EXTRAIT:
↓

SAS EIFFAGE CONSTRUCTION GRANDS PROJETS

[Adresse 6]

[Localité 10]

assistée de Me Anne-laure DUMEAU, Postulant, avocat au barreau de VERSAILLES, vestiaire : 628 et Me Evelyne NABA, Plaidant, avocat au barreau de PARIS, vestiaire : P325

MUTUELLE DES ARCHITECTES FRANCAIS (MAF)

[Adresse 4]

[Localité 9]

assistée de Me Sophie POULAIN, Postulant, avocat au barreau de VERSAILLES, vestiaire : 180 et Me Antoine TIREL, Plaidant, avocat au barreau de PARIS, vestiaire : J.073

****************

Composition de la cour :

En application des dispositions de l'article 805 du code de procédure civile, l'affaire a été débattue à l'audience publique du 27 Juin 2022 les avocats des parties ne s'y étant pas opposés, devant Monsieur Emmanuel ROBIN, Président, chargé du rapport et Madame Pascale CARIOU, Conseiller.

Ces magistrats ont rendu compte des plaidoiries dans le délibéré de la cour, composée de :

Monsieur Emmanuel ROBIN, Président,

Madame Pascale CARIOU, Conseiller,

Madame Séverine ROMI, Conseiller,

Greffier, lors des débats : Monsieur Boubacar BARRY,

*****

FAITS ET PROCÉDURE

La société Pinchinats a fait édifier un groupe d'immeubles qu'elle a vendu par lots, en l'état futur d'achèvement. Un contrat d'assurance dommages-ouvrage a été souscrit auprès de la Smabtp ; la maîtrise d''uvre a été confiée à M. [F] et à M. [S], assurés auprès de la Mutuelle des architectes français ; les travaux ont été confiés à la société Supae Île-de-France, aux droits de laquelle vient désormais la société Eiffage construction grands projets, laquelle a sous-traité le lot peinture à la société Sénéchal, assurée auprès de la Smabtp, et le lot plomberie à la société Remi, assurée successivement auprès de la société Gan puis auprès de la société Maaf. La réception a été prononcée le 12 juillet 1995.

↑

CONSIGNES DE TRAVAIL:
A - Traduisez en anglais cette phrase de l'extrait : « La réception a été prononcée le 12 juillet 1995. »
B - Recopiez mot pour mot le passage de l'extrait qui débute aux mots "[Localité 10]" et qui s'arrête après les mots "ARCHITECTES FRANCAIS (MAF)".

INFORMATIONS FOURNIES:

↓

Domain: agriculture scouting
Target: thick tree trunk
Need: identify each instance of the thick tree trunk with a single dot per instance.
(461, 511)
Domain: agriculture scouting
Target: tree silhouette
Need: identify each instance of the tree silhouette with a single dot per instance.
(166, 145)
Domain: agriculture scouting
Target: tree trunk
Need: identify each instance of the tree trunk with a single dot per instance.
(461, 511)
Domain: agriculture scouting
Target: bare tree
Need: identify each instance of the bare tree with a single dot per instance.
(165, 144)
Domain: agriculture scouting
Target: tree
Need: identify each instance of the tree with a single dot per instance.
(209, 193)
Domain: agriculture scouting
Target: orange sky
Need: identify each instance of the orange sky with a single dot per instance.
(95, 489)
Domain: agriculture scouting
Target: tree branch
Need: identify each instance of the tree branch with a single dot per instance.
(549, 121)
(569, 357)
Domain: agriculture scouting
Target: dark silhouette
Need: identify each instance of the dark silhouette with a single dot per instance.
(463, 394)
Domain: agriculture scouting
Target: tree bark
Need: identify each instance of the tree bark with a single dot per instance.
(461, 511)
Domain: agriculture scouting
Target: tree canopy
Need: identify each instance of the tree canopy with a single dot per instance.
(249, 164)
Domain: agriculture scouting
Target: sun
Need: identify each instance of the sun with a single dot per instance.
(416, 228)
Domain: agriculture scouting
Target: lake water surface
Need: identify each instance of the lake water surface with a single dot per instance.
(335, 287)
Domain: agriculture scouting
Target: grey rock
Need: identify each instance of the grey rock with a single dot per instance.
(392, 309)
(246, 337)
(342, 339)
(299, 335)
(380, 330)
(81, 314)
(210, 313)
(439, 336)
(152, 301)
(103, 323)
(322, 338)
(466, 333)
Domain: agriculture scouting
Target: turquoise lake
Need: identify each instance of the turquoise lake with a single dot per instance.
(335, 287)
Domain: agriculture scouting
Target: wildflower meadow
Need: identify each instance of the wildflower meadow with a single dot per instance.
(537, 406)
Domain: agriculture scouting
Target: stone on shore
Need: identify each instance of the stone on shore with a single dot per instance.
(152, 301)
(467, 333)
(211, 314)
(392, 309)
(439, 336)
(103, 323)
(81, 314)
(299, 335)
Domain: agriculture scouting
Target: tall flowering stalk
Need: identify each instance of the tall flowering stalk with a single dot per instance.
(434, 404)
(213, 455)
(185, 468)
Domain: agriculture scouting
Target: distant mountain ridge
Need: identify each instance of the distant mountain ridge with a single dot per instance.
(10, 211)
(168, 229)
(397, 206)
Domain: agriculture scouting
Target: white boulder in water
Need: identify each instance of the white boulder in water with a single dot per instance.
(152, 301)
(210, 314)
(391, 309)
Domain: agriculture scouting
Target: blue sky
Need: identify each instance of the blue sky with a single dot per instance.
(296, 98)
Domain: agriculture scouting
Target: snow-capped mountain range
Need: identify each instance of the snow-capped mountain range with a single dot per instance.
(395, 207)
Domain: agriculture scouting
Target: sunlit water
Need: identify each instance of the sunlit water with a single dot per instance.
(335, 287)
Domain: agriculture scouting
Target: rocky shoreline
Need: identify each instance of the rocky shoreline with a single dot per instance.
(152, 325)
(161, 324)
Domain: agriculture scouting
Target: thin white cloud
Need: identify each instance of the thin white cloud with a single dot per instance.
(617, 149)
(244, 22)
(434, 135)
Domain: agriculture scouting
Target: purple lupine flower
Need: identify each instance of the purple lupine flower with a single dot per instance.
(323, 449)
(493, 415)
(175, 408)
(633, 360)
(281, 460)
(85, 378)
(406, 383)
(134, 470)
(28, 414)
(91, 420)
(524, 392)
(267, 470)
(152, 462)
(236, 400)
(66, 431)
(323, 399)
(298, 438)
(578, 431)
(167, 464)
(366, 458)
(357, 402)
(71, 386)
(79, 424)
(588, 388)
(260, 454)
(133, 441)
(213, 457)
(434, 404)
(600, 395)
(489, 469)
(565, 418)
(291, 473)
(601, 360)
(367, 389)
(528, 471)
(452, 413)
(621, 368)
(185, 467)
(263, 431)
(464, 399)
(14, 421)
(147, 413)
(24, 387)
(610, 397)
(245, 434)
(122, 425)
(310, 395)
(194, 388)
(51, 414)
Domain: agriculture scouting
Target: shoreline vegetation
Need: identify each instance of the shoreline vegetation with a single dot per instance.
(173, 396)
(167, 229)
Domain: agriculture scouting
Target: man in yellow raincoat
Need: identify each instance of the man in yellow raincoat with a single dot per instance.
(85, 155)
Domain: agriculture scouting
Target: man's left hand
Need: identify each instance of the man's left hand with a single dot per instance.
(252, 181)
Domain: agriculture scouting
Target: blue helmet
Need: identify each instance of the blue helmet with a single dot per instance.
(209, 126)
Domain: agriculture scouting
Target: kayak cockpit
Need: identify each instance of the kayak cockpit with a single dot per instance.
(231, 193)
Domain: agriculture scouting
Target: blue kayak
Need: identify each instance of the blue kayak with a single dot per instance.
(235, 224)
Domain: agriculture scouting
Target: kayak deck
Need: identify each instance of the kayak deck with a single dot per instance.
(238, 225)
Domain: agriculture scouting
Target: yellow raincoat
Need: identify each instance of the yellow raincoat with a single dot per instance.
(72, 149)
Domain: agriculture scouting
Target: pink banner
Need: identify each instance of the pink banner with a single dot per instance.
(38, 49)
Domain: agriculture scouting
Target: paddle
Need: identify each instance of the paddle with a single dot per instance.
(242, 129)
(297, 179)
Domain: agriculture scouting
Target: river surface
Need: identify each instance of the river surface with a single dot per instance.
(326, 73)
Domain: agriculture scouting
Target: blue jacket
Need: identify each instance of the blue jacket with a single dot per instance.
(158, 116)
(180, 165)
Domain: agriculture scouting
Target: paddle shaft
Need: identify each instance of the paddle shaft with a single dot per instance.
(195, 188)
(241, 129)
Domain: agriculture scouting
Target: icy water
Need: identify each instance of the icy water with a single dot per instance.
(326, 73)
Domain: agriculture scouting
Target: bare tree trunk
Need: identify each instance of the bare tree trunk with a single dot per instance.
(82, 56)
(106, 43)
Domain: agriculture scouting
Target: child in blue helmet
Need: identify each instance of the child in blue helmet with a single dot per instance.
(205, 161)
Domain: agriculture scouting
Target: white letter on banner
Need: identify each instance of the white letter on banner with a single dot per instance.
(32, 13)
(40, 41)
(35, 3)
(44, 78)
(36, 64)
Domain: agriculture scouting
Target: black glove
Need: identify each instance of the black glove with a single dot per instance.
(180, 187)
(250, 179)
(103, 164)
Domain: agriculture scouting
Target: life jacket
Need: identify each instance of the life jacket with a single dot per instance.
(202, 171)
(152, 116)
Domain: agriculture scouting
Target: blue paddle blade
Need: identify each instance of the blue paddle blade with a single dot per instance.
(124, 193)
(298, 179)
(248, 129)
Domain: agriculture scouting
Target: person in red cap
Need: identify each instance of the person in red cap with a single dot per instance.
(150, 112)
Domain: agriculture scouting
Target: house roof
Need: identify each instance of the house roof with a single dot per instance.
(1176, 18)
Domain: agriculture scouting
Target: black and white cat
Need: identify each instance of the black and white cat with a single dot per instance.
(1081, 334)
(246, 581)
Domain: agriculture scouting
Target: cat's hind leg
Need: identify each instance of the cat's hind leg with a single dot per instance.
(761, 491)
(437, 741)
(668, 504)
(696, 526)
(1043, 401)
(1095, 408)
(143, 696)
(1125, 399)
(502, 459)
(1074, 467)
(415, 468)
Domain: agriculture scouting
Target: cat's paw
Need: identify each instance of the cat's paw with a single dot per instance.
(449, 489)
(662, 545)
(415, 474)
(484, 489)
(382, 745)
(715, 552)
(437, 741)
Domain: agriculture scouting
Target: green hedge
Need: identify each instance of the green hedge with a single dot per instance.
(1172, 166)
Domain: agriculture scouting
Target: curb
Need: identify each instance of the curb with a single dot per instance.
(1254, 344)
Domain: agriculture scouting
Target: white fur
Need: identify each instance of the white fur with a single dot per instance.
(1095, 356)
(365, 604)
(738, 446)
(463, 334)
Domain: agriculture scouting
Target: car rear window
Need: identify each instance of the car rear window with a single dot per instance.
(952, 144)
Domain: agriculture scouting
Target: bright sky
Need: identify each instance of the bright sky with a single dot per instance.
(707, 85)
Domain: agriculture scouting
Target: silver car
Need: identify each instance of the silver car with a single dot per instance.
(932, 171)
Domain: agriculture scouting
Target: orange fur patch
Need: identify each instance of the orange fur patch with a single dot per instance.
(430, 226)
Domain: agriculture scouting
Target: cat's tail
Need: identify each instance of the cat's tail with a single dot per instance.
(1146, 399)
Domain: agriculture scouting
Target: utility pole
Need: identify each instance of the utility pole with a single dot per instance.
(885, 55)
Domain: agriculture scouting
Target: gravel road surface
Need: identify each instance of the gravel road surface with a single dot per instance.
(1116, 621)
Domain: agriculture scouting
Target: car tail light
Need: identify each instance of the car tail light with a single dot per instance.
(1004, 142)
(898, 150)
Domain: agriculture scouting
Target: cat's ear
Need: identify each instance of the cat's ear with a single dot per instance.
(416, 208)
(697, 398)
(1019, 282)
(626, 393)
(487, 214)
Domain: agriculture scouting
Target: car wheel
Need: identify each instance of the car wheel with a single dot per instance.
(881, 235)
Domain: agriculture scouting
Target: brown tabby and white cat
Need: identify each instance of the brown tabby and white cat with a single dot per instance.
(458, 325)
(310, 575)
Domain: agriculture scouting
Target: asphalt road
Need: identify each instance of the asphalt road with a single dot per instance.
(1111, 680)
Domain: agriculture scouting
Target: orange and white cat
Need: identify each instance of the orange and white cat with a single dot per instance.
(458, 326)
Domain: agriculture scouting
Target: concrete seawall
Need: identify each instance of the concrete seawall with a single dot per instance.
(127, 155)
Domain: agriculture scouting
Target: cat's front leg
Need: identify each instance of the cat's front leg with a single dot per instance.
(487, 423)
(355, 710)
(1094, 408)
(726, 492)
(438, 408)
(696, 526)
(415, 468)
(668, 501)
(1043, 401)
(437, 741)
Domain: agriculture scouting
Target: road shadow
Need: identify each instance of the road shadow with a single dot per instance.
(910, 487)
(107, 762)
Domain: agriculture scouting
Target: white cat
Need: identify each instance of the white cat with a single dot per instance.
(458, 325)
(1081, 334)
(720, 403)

↑

CORRIGÉ DE L'EXERCICE:
A - Acceptance was pronounced on July 12, 1995.

B -
[Localité 10]

assistée de Me Anne-laure DUMEAU, Postulant, avocat au barreau de VERSAILLES, vestiaire : 628 et Me Evelyne NABA, Plaidant, avocat au barreau de PARIS, vestiaire : P325

MUTUELLE DES ARCHITECTES FRANCAIS (MAF)